» GIVEN PASSAGE:

The website said it started at 5:00, but after we arrived and paid $10 to park and tried to cross the street WITHOUT the assistance of the officers sitting around we walked up to the gate to find it started at 6:00. Volunteers were sitting around talking and no one had a clue what was going on. Word spread among the frustrated fair goers and we all (since we'd paid 10 friggin' dollars to park) were forced to walk around beautiful South Norwalk while we waited for the Seaport Association to get it's act together.
After a walk around we went back to find lines forming. Lines filled with slightly annoying high school kids, screaming babies and more annoying mismatched couples who just happened to be in line right behind us.
It is times like this I wish I really was a superhero of manners.
The teenagers I can deal with - they make me laugh and remind me of a time when, I too, knew everything. The screaming baby had to go! Come on people. Half an hour I stood in that line listening to that screaming poop machine. You have got to be kidding me! That is why I don't have children. Make that scream your ringtone and you'll never fuck bareback again.
The couple behind me was atrocious. They clearly couldn't stand each other's company. The guy commented to her that he's "a size ten-and-a-half E. Always have been, always will be." Snide, smug, belittling, condescending - all the things you want in a man. NOT! I heard him accuse his server of giving him the wrong change (because you always go out to dinner before you go to a FOOD FEST) then he found the money (he'd forgotten where he'd put it) and then he gave her her 8 dollars back. Are you kidding me? If you're THAT annoyed by each other you must have been dating for a long time. You're telling me you keep a ledger for eight freaking dollars!
Sometimes, I really hate people.
Back to the festival.
They opened - LATE! After squeezing up the lines so we wouldn't get run over by the buses (that'll change your shoe size, asshole) we finally began the slow, torturous walk towards the gate. We watched as it took three people to ring up a credit card sale (another asshole. Dude! Who brings plastic to a fair? It's 5 bucks to get in, you don't have a fin?). Finally we paid our money, watched as two tickets were pulled (but never given to us) had our hands stamped (which we were rudely informed was invisible) and off we went to find the beer tent.

» RECORDS:
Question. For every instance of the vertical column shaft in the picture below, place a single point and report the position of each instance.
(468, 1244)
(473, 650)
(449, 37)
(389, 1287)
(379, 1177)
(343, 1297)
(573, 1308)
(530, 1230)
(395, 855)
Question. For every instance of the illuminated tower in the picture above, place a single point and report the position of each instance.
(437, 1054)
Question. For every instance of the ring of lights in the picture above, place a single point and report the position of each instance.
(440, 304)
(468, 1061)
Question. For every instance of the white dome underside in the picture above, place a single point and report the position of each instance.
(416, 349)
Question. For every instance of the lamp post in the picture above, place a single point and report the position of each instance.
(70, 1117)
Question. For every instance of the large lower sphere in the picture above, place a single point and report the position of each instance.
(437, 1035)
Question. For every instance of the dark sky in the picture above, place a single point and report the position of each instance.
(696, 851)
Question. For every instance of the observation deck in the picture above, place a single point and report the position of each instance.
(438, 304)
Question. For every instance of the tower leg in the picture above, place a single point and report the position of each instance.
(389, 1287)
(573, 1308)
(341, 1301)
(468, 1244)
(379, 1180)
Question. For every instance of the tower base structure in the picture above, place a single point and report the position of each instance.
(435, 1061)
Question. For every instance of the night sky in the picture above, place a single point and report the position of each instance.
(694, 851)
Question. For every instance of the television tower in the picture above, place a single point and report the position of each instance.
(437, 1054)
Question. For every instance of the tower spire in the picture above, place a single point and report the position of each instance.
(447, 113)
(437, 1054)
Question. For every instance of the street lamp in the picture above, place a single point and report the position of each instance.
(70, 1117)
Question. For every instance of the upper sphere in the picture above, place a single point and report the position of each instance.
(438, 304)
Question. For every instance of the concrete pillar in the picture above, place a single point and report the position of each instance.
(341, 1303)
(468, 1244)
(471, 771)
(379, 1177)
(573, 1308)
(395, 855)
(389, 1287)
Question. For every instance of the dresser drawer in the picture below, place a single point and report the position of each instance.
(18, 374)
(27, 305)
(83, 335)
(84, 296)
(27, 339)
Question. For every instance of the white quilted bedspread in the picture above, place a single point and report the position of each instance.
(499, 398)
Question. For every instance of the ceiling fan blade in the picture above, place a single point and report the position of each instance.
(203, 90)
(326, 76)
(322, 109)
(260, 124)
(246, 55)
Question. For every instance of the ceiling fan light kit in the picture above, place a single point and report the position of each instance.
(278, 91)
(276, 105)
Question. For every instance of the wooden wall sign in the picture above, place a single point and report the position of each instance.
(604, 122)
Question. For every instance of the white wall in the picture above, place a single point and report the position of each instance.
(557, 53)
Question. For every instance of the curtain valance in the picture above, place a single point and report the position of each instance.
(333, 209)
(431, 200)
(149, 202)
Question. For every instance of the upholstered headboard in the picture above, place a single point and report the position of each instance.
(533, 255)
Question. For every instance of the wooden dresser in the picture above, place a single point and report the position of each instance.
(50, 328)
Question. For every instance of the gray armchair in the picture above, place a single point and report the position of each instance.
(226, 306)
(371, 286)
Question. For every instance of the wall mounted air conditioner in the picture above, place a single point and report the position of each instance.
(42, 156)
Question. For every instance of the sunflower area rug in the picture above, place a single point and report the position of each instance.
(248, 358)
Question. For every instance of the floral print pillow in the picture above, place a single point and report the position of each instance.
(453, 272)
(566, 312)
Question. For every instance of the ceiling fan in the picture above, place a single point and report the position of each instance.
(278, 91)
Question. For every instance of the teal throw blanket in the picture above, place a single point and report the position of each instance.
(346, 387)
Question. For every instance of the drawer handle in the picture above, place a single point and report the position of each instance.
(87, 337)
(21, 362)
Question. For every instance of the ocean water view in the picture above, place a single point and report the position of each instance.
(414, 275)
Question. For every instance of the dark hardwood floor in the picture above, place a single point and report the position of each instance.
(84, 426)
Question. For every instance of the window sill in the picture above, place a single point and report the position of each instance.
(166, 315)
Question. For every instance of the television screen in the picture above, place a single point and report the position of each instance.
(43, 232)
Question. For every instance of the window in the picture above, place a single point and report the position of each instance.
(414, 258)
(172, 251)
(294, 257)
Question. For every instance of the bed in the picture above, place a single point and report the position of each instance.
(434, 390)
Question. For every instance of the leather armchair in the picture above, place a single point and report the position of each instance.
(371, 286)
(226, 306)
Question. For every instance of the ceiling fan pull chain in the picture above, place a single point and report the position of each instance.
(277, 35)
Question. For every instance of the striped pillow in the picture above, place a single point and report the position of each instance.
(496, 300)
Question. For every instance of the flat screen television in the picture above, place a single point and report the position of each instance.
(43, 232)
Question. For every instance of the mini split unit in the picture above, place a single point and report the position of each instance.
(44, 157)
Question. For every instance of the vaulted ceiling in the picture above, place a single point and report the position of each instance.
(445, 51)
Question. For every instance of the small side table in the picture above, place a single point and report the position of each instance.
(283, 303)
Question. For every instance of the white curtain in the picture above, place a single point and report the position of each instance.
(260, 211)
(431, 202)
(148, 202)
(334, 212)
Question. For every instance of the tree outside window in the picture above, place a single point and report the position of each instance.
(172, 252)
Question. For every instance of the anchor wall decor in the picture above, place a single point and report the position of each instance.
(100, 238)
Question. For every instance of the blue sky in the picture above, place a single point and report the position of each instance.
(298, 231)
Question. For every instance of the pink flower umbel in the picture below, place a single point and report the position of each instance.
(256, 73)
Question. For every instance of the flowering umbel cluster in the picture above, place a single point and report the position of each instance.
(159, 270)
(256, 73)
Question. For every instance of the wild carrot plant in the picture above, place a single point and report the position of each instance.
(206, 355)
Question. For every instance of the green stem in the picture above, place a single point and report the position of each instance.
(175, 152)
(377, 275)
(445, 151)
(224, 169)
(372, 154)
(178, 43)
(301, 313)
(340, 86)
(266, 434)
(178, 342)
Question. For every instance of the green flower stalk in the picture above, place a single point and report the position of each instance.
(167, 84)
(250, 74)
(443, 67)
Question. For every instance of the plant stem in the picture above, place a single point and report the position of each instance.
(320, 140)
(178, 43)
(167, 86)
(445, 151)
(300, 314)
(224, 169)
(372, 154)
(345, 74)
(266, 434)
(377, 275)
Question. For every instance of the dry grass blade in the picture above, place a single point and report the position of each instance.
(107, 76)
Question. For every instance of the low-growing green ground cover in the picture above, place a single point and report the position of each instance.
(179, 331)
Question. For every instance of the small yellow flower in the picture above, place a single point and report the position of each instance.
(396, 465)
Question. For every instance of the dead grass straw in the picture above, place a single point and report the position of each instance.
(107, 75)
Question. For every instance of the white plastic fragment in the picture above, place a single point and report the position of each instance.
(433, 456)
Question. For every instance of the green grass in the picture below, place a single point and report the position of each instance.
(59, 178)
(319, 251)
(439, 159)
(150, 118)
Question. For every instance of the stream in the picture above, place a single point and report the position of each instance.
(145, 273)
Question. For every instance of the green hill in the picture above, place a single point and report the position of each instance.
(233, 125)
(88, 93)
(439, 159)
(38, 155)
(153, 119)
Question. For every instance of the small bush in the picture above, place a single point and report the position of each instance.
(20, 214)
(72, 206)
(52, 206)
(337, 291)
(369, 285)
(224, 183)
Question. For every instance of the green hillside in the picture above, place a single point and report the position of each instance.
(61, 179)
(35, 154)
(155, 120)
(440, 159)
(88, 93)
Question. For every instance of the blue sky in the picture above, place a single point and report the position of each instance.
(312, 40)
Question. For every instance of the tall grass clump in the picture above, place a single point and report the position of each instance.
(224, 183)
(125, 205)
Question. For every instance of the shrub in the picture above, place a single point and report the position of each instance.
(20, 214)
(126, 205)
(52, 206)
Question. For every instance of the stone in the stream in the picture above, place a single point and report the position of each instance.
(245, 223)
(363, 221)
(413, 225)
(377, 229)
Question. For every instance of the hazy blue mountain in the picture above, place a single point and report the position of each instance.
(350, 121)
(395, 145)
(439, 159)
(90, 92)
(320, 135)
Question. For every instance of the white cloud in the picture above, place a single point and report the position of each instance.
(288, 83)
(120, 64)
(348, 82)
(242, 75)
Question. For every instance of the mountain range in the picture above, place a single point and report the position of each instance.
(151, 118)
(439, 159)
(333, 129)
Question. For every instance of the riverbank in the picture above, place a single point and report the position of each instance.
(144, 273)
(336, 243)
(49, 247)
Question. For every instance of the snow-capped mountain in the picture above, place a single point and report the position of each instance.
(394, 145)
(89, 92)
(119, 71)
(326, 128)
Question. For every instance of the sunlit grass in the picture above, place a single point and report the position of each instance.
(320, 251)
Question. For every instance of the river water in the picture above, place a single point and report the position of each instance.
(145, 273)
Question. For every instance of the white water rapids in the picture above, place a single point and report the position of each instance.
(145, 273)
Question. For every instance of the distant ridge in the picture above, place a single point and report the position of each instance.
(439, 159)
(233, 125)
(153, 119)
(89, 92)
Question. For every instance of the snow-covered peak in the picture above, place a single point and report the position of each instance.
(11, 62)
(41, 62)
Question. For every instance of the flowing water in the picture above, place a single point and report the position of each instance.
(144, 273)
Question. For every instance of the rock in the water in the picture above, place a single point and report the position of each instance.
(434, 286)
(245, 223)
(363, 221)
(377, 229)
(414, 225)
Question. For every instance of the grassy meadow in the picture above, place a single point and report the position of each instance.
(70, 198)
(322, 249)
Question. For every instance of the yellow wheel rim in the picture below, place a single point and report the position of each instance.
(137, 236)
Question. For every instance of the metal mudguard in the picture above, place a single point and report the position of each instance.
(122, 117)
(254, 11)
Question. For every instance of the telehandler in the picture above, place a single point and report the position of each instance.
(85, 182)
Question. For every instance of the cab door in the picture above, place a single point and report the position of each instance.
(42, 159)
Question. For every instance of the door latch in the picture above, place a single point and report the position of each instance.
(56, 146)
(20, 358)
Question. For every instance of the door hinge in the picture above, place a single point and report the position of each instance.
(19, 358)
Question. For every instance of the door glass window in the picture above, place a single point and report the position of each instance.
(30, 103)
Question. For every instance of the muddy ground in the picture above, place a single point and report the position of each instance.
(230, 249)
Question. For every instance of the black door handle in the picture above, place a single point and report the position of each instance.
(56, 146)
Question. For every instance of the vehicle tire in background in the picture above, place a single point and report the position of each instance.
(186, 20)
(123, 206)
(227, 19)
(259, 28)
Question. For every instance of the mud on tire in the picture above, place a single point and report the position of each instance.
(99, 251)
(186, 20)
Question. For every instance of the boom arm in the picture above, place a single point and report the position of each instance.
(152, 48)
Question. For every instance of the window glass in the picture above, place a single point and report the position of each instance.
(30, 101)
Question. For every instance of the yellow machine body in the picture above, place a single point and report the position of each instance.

» WHAT YOU WILL DO:
a. According to the food festival account, what time did the event actually start?
b. Summarize the food festival account in two sentences.
c. Continue the food festival account from the point where the text stops.

» EXPECTED RESPONSES:
a. It started at 6:00.

b. After paying $10 to park in South Norwalk, the writer found that the festival started at 6:00 instead of the 5:00 listed on the website and had to walk around while waiting. The writer then stood in line near teenagers, a screaming baby, and a bickering couple, and after the late opening and a slow entry, headed off to find the beer tent.

c.
We found the ticket booth to buy tickets for the beer and THEY DIDN'T HAVE TICKETS!!! (Yes, I mean tickets exactly like the ones they tore and didn't give us at the door) Now, this is a good 15 minutes after they were opened. The volunteers seemed just as frustrated as we were. So we wandered off to get some food.
NONE OF THE FOOD WAS READY!
People, I can't make this shit up. We walked up to the BBQ tent and the guy was just starting to put ribs on the grill. Um, you didn't see the line of 300 people waiting to get in? You are here to serve food, right? You didn't think people would want ribs?
We had to settle for Pizza Fritta, which wasn't bad but it wasn't BBQ.
Wandering around it just got worse. The set up was different, we couldn't find anything. When we did find something the vendors couldn't be bothered to help you! I'm not kidding. We stood in front of a few places and walked away because they were "too busy" to acknowledge us. Stop putting labels on the candy, lady, I want to buy something! One after the other - it seemed like nobody gave a shit.
Oh yeah, I'm in Fairfield County.
I bought a caramel apple from the carnies, some maple kettle corn and some candy from someone who actually wanted to make a sale and we got the hell out of there.
What a disappointment.
Don't bother with this one, folks. The Big E starts next week - save your money for the pros.
Bang on, my peeps!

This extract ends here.